§ ACTION ITEM
Print out the data below in full, exactly as written.

§ AVAILABLE RECORDS
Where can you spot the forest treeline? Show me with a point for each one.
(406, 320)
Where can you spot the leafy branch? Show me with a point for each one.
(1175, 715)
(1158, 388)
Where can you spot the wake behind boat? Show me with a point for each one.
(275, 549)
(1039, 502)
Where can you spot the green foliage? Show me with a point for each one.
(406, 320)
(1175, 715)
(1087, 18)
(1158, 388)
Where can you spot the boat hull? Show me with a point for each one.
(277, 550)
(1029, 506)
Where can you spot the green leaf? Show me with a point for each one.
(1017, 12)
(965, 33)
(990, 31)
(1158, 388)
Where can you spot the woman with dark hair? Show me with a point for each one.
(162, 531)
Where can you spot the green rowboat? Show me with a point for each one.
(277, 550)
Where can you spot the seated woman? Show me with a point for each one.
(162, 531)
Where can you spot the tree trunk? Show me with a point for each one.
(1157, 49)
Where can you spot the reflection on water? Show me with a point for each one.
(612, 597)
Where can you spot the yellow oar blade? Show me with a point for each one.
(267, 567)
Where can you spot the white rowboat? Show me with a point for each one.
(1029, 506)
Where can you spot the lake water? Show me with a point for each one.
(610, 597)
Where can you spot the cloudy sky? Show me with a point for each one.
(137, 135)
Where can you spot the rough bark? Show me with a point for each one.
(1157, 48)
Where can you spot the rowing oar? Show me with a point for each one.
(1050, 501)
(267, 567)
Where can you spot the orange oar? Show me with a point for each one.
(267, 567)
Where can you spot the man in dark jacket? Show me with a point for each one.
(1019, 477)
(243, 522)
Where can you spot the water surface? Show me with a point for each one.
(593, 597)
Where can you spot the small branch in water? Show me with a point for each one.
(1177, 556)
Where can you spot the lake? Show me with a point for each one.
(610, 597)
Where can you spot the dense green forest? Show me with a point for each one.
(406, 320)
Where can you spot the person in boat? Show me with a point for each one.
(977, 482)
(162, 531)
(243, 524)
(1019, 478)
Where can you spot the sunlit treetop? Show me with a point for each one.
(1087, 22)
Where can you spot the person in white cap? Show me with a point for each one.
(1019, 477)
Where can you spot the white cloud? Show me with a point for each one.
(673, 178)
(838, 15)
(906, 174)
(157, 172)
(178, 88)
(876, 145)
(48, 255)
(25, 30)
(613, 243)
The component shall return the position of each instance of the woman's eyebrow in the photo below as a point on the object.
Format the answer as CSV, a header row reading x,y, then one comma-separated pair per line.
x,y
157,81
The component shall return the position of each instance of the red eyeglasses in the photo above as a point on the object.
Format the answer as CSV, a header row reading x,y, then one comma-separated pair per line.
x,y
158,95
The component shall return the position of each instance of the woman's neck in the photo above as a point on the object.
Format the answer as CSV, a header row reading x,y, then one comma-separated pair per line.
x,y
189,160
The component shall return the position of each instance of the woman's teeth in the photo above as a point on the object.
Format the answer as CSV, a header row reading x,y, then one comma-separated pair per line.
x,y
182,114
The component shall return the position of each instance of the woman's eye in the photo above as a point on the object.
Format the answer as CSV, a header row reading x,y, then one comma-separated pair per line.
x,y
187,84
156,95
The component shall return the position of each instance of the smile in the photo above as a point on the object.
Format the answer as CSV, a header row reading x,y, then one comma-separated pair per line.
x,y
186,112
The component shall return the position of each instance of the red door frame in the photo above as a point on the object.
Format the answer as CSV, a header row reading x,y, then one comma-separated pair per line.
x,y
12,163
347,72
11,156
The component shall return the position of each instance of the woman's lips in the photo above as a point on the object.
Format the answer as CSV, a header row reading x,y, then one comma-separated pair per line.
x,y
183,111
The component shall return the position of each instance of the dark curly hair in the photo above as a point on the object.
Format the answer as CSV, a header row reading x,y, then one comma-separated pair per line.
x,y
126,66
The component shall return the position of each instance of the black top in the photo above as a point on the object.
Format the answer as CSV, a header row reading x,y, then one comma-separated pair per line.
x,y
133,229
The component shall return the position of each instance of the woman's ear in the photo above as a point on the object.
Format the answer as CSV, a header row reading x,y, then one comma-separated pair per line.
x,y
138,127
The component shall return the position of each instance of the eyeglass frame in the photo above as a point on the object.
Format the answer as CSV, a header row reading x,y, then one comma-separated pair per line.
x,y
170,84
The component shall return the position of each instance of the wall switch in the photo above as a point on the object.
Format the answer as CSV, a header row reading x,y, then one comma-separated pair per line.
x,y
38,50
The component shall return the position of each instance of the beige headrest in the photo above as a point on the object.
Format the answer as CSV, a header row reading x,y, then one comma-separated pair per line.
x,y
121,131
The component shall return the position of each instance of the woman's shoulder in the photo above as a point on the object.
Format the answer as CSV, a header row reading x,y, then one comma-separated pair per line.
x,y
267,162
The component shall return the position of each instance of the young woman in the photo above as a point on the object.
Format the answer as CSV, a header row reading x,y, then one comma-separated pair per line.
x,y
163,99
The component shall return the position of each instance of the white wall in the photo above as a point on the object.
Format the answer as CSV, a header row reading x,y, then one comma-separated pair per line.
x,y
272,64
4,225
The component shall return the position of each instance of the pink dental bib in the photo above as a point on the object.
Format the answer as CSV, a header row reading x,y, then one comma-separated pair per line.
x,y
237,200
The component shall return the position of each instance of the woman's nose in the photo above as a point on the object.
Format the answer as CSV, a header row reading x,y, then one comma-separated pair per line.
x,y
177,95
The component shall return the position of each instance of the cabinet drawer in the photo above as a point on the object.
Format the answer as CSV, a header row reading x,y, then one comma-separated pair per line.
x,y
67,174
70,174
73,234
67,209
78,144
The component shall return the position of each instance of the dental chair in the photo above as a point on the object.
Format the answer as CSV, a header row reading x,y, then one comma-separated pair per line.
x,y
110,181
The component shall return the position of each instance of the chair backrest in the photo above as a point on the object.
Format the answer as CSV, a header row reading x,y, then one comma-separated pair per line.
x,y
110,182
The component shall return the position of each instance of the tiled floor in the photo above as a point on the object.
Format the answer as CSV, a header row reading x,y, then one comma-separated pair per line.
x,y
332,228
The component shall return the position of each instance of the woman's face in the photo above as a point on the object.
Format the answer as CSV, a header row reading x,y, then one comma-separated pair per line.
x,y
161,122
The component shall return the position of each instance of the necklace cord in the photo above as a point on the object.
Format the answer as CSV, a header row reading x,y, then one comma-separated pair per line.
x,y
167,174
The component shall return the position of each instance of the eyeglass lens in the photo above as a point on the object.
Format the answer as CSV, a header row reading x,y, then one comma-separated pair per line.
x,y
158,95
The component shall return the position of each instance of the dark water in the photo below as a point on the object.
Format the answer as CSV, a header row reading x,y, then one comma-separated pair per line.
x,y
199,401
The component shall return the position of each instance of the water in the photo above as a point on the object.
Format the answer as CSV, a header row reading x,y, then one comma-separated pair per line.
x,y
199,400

§ EXERCISE SOLUTION
Where can you spot the forest treeline? Show me with a point for each one.
(406, 320)
Where can you spot the leafy branch? Show me with a point for each one.
(1175, 715)
(1158, 388)
Where can you spot the wake behind boat? Show me with a point for each one.
(275, 549)
(1039, 502)
Where can you spot the green foliage? Show me with a point for each one.
(406, 320)
(1175, 715)
(1087, 18)
(1158, 388)
Where can you spot the boat hull? Show me with a point for each one.
(277, 550)
(1029, 506)
Where can you spot the green leaf? Show me with a point for each one.
(1017, 12)
(965, 33)
(990, 31)
(1158, 388)
Where can you spot the woman with dark hair? Show me with a point for each one.
(162, 531)
Where can you spot the green rowboat? Show me with a point for each one.
(277, 550)
Where can you spot the seated woman? Show me with a point for each one.
(162, 531)
Where can you spot the tree trunk? Show me with a point for each one.
(1157, 49)
Where can you spot the reflection on water? Show me with a point for each one.
(612, 597)
Where can you spot the yellow oar blade? Show me with a point for each one.
(267, 567)
Where can you spot the white rowboat? Show me with a point for each one.
(1029, 506)
Where can you spot the lake water? Show me with a point for each one.
(610, 597)
Where can you spot the cloudy sky? Show me with a point for each one.
(137, 135)
Where can you spot the rough bark? Show me with a point for each one.
(1157, 48)
Where can you spot the rowing oar? Show me with a point for each one.
(1050, 501)
(267, 567)
Where can you spot the orange oar? Show me with a point for each one.
(267, 567)
Where can you spot the man in dark jacket? Show me with a point for each one.
(1019, 477)
(243, 522)
Where can you spot the water surface? Show me with a point for each one.
(593, 597)
Where can you spot the small branch in water? Show me with a point for each one.
(1177, 556)
Where can you spot the lake? Show me with a point for each one.
(610, 597)
Where can you spot the dense green forest? Show me with a point for each one.
(406, 320)
Where can you spot the person in boat? Show me with a point for each one.
(977, 482)
(162, 531)
(243, 524)
(1019, 478)
Where can you spot the sunlit treetop? Show me with a point for each one.
(1087, 22)
Where can you spot the person in white cap? Show me with a point for each one.
(1019, 477)
Where can you spot the white cloud? Show me with a point for each one.
(673, 178)
(838, 15)
(906, 174)
(157, 172)
(178, 88)
(876, 145)
(48, 255)
(25, 30)
(613, 243)
The component shall return the position of each instance of the woman's eyebrow in the photo below as a point on the object.
Format the answer as CSV, a header row reading x,y, then one comma-separated pair per line.
x,y
157,81
The component shall return the position of each instance of the red eyeglasses in the photo above as a point on the object.
Format the answer as CSV, a header row reading x,y, then one comma-separated pair per line.
x,y
158,95
The component shall return the position of each instance of the woman's neck in the photo above as a point on the object.
Format the answer as CSV, a header row reading x,y, then one comma-separated pair per line.
x,y
189,160
The component shall return the position of each instance of the woman's teeth in the photo above as a point on the object.
Format the answer as CSV, a header row reading x,y, then one comma-separated pair per line.
x,y
182,114
The component shall return the position of each instance of the woman's eye in the photo above as a point on the object.
Format the answer as CSV, a header row reading x,y, then one comma-separated pair per line.
x,y
187,84
156,95
The component shall return the position of each instance of the smile in the photo above as a point on the object.
Format the answer as CSV, a header row reading x,y, then one comma-separated pair per line.
x,y
186,112
The component shall return the position of each instance of the red door frame in the photo above as a point on the object.
Format the answer as CSV, a header row reading x,y, then one comma-separated pair per line.
x,y
12,163
347,72
11,156
The component shall return the position of each instance of the woman's lips in the photo above as a point on the object.
Format the answer as CSV, a header row reading x,y, then one comma-separated pair per line.
x,y
183,111
The component shall return the position of each instance of the dark curly hair in the photo above as a point on the object.
Format the answer as CSV, a header row reading x,y, then one comma-separated pair per line.
x,y
126,66
The component shall return the position of each instance of the black top in the photo above as a point on the object.
Format the answer as CSV, a header row reading x,y, then one comma-separated pair per line.
x,y
133,229
The component shall return the position of each instance of the woman's ear in the photo above as a point on the object.
Format the answer as CSV, a header row reading x,y, then one comma-separated pair per line.
x,y
138,127
The component shall return the position of each instance of the eyeglass frame in the photo above as a point on the object.
Format the answer as CSV, a header row reading x,y, then one comma-separated pair per line.
x,y
170,84
The component shall return the position of each instance of the wall switch in the photo above as a point on the object.
Format the answer as CSV, a header row reading x,y, then one comma-separated pair per line.
x,y
38,50
The component shall return the position of each instance of the beige headrest in the photo above as a point on the object.
Format the answer as CSV, a header row reading x,y, then one comma-separated pair per line.
x,y
121,131
The component shall return the position of each instance of the woman's shoulder in the photo above as a point on the object.
Format the answer as CSV, a header row reading x,y, then one comma-separated pair per line.
x,y
267,162
The component shall return the position of each instance of the young woman in the photo above as a point on the object.
Format the answer as CSV, a header row reading x,y, then one comma-separated pair per line.
x,y
163,99
The component shall return the position of each instance of the white wall in the photo above as a point on the object.
Format the answer as CSV, a header row reading x,y, then one comma-separated pair per line.
x,y
272,64
4,225
The component shall return the position of each instance of the pink dental bib in the photo above as a point on the object.
Format the answer as CSV, a header row reading x,y, then one comma-separated pair per line.
x,y
237,200
The component shall return the position of each instance of the woman's nose in the photo above as a point on the object.
Format the answer as CSV, a header row reading x,y, then one comma-separated pair per line.
x,y
177,95
The component shall return the position of each instance of the cabinet drawer in the photo above as a point on the object.
Format the answer as CSV, a header row reading x,y, then one comma-separated pair per line.
x,y
67,174
70,174
73,234
67,209
78,144
The component shall return the position of each instance of the dental chair in the photo above as a point on the object.
Format the answer as CSV, a header row reading x,y, then one comma-separated pair per line.
x,y
110,181
The component shall return the position of each instance of the chair backrest in the photo above as a point on the object.
Format the answer as CSV, a header row reading x,y, then one comma-separated pair per line.
x,y
110,182
The component shall return the position of each instance of the tiled floor in the photo above as a point on the object.
Format the answer as CSV, a header row reading x,y, then one comma-separated pair per line.
x,y
332,228
The component shall return the position of each instance of the woman's face in the photo above as a point on the object.
Format the answer as CSV, a header row reading x,y, then one comma-separated pair per line.
x,y
161,122
The component shall return the position of each instance of the necklace cord in the photo above as a point on the object.
Format the answer as CSV, a header row reading x,y, then one comma-separated pair per line.
x,y
167,174
The component shall return the position of each instance of the eyeglass lens in the photo above as a point on the object.
Format the answer as CSV, a header row reading x,y, then one comma-separated pair per line.
x,y
158,95
The component shall return the position of each instance of the dark water in the photo below as a point on the object.
Format the answer as CSV, a header row reading x,y, then one comma-separated pair per line.
x,y
199,401
The component shall return the position of each instance of the water in the photo above as a point on the object.
Format the answer as CSV, a header row reading x,y, then one comma-separated pair per line.
x,y
199,400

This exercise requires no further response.